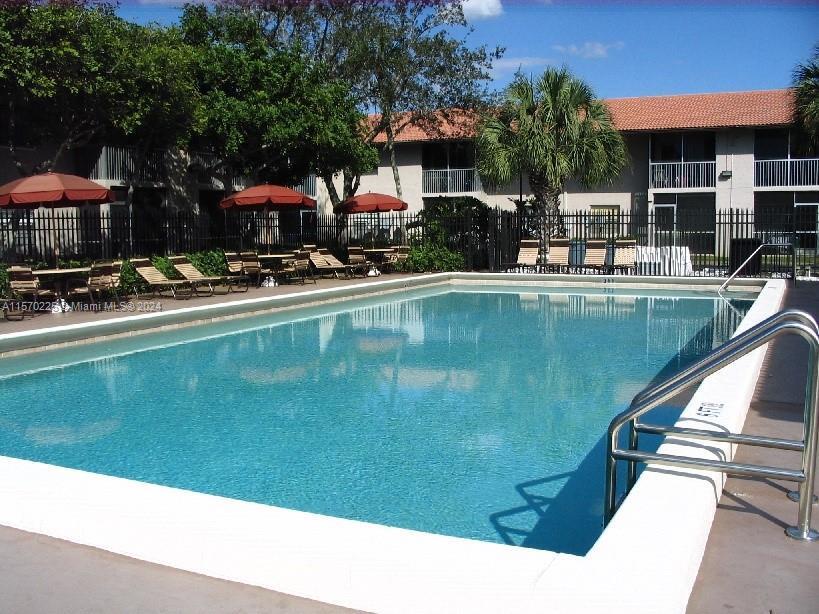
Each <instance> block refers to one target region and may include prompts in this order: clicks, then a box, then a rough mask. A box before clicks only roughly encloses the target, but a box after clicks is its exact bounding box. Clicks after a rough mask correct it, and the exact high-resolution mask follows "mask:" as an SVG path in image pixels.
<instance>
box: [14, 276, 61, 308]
mask: <svg viewBox="0 0 819 614" xmlns="http://www.w3.org/2000/svg"><path fill="white" fill-rule="evenodd" d="M8 275H9V289H10V290H11V294H12V297H14V298H18V299H22V300H24V301H25V300H26V299H28V300H29V301H31V302H32V303H33V305H34V306H35V307H36V306H37V305H38V303H40V302H41V301H43V300H46V301H53V300H54V299H56V298H57V293H56V292H54V290H49V289H48V288H42V287H41V286H40V280H39V279H38V278H37V276H36V275H35V274H34V273H33V272H32V270H31V267H29V266H26V265H12V266H10V267H9V269H8ZM31 311H34V310H31Z"/></svg>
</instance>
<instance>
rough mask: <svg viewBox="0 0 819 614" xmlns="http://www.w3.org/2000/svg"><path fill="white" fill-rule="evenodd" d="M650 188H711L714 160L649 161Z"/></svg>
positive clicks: (712, 185) (715, 162) (713, 179)
mask: <svg viewBox="0 0 819 614" xmlns="http://www.w3.org/2000/svg"><path fill="white" fill-rule="evenodd" d="M649 171H650V172H649V181H650V185H651V187H652V188H713V187H714V186H715V185H716V171H717V163H716V162H650V163H649Z"/></svg>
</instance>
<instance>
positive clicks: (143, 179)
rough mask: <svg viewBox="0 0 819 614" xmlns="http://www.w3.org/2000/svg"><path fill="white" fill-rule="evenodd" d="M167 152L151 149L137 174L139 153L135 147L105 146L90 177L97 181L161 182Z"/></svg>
mask: <svg viewBox="0 0 819 614" xmlns="http://www.w3.org/2000/svg"><path fill="white" fill-rule="evenodd" d="M165 156H166V154H165V152H164V151H161V150H155V151H150V152H148V154H147V157H146V159H145V163H144V164H143V165H142V168H141V169H140V171H139V173H136V174H135V169H136V166H137V160H136V158H137V155H136V148H135V147H110V146H107V145H106V146H105V147H103V148H102V151H101V152H100V156H99V158H97V161H96V163H95V164H94V168H92V169H91V174H90V176H89V179H92V180H97V181H105V180H107V181H122V182H125V181H139V182H142V181H145V182H152V183H159V182H162V181H165V176H166V172H165V171H166V160H165Z"/></svg>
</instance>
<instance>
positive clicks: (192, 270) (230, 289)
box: [168, 256, 248, 296]
mask: <svg viewBox="0 0 819 614" xmlns="http://www.w3.org/2000/svg"><path fill="white" fill-rule="evenodd" d="M168 260H170V263H171V264H172V265H173V268H175V269H176V270H177V272H179V274H180V275H182V277H184V278H185V279H187V280H188V281H189V282H191V286H192V287H193V291H194V292H196V294H198V295H201V296H213V294H214V293H215V288H214V286H224V287H225V288H226V290H225V292H224V294H227V293H228V292H230V291H231V290H233V285H234V283H235V282H237V281H238V282H239V283H242V282H244V286H245V289H244V290H242V292H246V291H247V286H248V279H247V277H241V278H234V277H232V276H230V275H227V276H221V275H215V276H214V275H203V274H202V272H201V271H200V270H199V269H197V268H196V267H195V266H193V263H192V262H191V261H190V260H188V258H187V257H185V256H171V257H170V258H169V259H168ZM203 286H206V287H207V288H208V291H207V293H203V292H200V290H199V288H202V287H203Z"/></svg>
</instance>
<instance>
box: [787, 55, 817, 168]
mask: <svg viewBox="0 0 819 614" xmlns="http://www.w3.org/2000/svg"><path fill="white" fill-rule="evenodd" d="M793 86H794V94H795V104H794V116H795V120H796V125H797V126H798V127H799V128H800V131H801V133H802V137H803V138H804V141H805V142H804V145H805V149H806V150H807V151H808V152H810V153H812V152H815V151H817V150H819V45H817V46H816V47H814V48H813V55H812V56H811V58H810V59H809V60H808V61H807V62H805V63H804V64H799V65H798V66H797V67H796V70H795V71H794V73H793Z"/></svg>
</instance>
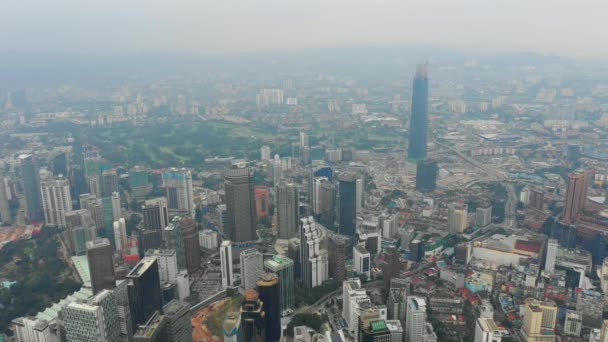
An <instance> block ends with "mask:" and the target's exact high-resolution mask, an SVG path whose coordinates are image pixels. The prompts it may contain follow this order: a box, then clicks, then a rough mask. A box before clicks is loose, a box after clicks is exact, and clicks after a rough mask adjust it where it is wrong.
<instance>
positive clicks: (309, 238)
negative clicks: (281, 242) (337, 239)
mask: <svg viewBox="0 0 608 342" xmlns="http://www.w3.org/2000/svg"><path fill="white" fill-rule="evenodd" d="M300 221H301V225H300V241H301V246H300V265H301V267H302V273H301V276H302V285H303V286H304V288H307V289H310V288H313V287H317V286H319V285H321V284H322V283H323V282H324V281H325V280H327V278H328V277H329V267H328V260H327V259H328V253H327V250H325V249H321V243H322V240H323V238H324V236H323V232H322V231H321V229H319V227H317V226H316V223H315V221H314V219H313V218H312V216H311V217H307V218H303V219H301V220H300Z"/></svg>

▬▬▬▬▬▬

> **Problem statement**:
Could you copy the lines above exactly and skip the images?

> **Task response**:
Each <instance> block refers to one target region and may include prompts in this order: clicks, then a box, then a rough mask. A box before clicks only roughly encloses the target, but a box after clicks is its exact bounding box. Clicks after a rough mask correct it, and the exact high-resolution mask follows "mask:" as an SVG path in image pixels.
<instance>
box: [14, 276, 61, 308]
mask: <svg viewBox="0 0 819 614" xmlns="http://www.w3.org/2000/svg"><path fill="white" fill-rule="evenodd" d="M8 275H9V289H10V290H11V294H12V297H14V298H18V299H22V300H24V301H25V300H26V299H28V300H29V301H31V302H32V303H33V305H34V306H35V307H36V306H37V305H38V303H40V302H41V301H43V300H46V301H53V300H54V299H56V298H57V293H56V292H54V290H49V289H48V288H42V287H41V286H40V280H39V279H38V278H37V276H36V275H35V274H34V273H33V272H32V270H31V267H29V266H26V265H12V266H10V267H9V269H8ZM31 311H34V310H31Z"/></svg>
</instance>
<instance>
rough mask: <svg viewBox="0 0 819 614" xmlns="http://www.w3.org/2000/svg"><path fill="white" fill-rule="evenodd" d="M650 188H711L714 160L649 161Z"/></svg>
positive clicks: (712, 185) (715, 162) (713, 179)
mask: <svg viewBox="0 0 819 614" xmlns="http://www.w3.org/2000/svg"><path fill="white" fill-rule="evenodd" d="M649 171H650V172H649V181H650V185H651V187H652V188H713V187H714V186H715V185H716V171H717V163H716V162H650V163H649Z"/></svg>
</instance>
<instance>
positive clicks: (143, 179)
rough mask: <svg viewBox="0 0 819 614" xmlns="http://www.w3.org/2000/svg"><path fill="white" fill-rule="evenodd" d="M167 152L151 149L137 174L139 153L135 147L105 146L90 177L97 181L161 182Z"/></svg>
mask: <svg viewBox="0 0 819 614" xmlns="http://www.w3.org/2000/svg"><path fill="white" fill-rule="evenodd" d="M165 156H166V154H165V152H164V151H161V150H155V151H150V152H148V154H147V157H146V159H145V163H144V164H143V165H142V168H141V169H140V171H139V173H136V174H135V169H136V166H137V160H136V158H137V155H136V148H135V147H110V146H107V145H106V146H105V147H103V148H102V151H101V152H100V156H99V158H97V161H96V163H95V164H94V168H92V169H91V174H90V176H89V179H92V180H97V181H105V180H107V181H122V182H125V181H139V182H142V181H145V182H152V183H159V182H162V181H165V176H166V172H165V171H166V160H165Z"/></svg>
</instance>
<instance>
positive clicks: (192, 270) (230, 289)
box: [168, 256, 248, 296]
mask: <svg viewBox="0 0 819 614" xmlns="http://www.w3.org/2000/svg"><path fill="white" fill-rule="evenodd" d="M168 260H170V263H171V264H172V265H173V268H175V269H176V270H177V272H179V274H180V275H182V277H184V278H185V279H187V280H188V281H189V282H191V286H192V287H193V291H194V292H196V294H198V295H201V296H213V294H214V293H215V288H214V286H224V287H225V288H226V290H225V292H224V294H227V293H228V292H230V291H231V290H233V285H234V283H235V282H237V281H238V282H239V283H242V282H244V286H245V289H244V290H242V292H246V291H247V286H248V279H247V277H241V278H234V277H232V276H230V275H227V276H221V275H215V276H214V275H203V274H202V272H201V271H200V270H199V269H197V268H196V267H195V266H193V263H192V262H191V261H190V260H188V258H187V257H185V256H171V257H170V258H169V259H168ZM203 286H206V287H207V288H208V291H207V293H203V292H200V290H199V288H202V287H203Z"/></svg>
</instance>
<instance>
box: [787, 55, 817, 168]
mask: <svg viewBox="0 0 819 614" xmlns="http://www.w3.org/2000/svg"><path fill="white" fill-rule="evenodd" d="M793 86H794V94H795V104H794V116H795V120H796V125H797V126H798V127H799V128H800V131H801V133H802V137H803V138H804V141H805V142H804V145H805V149H806V150H807V151H808V152H810V153H812V152H815V151H817V150H819V45H817V46H816V47H814V48H813V55H812V56H811V58H810V59H809V60H808V61H807V62H805V63H804V64H799V65H798V66H797V67H796V70H795V71H794V73H793Z"/></svg>
</instance>
An <instance> block ends with "mask:" and the target's exact high-resolution mask, an SVG path whose coordinates are image pixels. The prompts it may contain follow this order: a box, then clicks, then a rough mask. A box before clicks is loose, a box after clicks is exact, and clicks after a rough mask adjust it where it is wrong.
<instance>
positive clicks: (309, 238)
negative clicks: (281, 242) (337, 239)
mask: <svg viewBox="0 0 608 342" xmlns="http://www.w3.org/2000/svg"><path fill="white" fill-rule="evenodd" d="M300 221H301V225H300V241H301V246H300V265H301V267H302V273H301V276H302V285H303V286H304V288H307V289H310V288H313V287H317V286H319V285H321V284H322V283H323V282H324V281H325V280H327V278H328V277H329V267H328V260H327V259H328V253H327V250H325V249H321V243H322V240H323V238H324V236H323V232H322V231H321V229H319V227H317V226H316V223H315V221H314V219H313V218H312V216H311V217H307V218H303V219H301V220H300Z"/></svg>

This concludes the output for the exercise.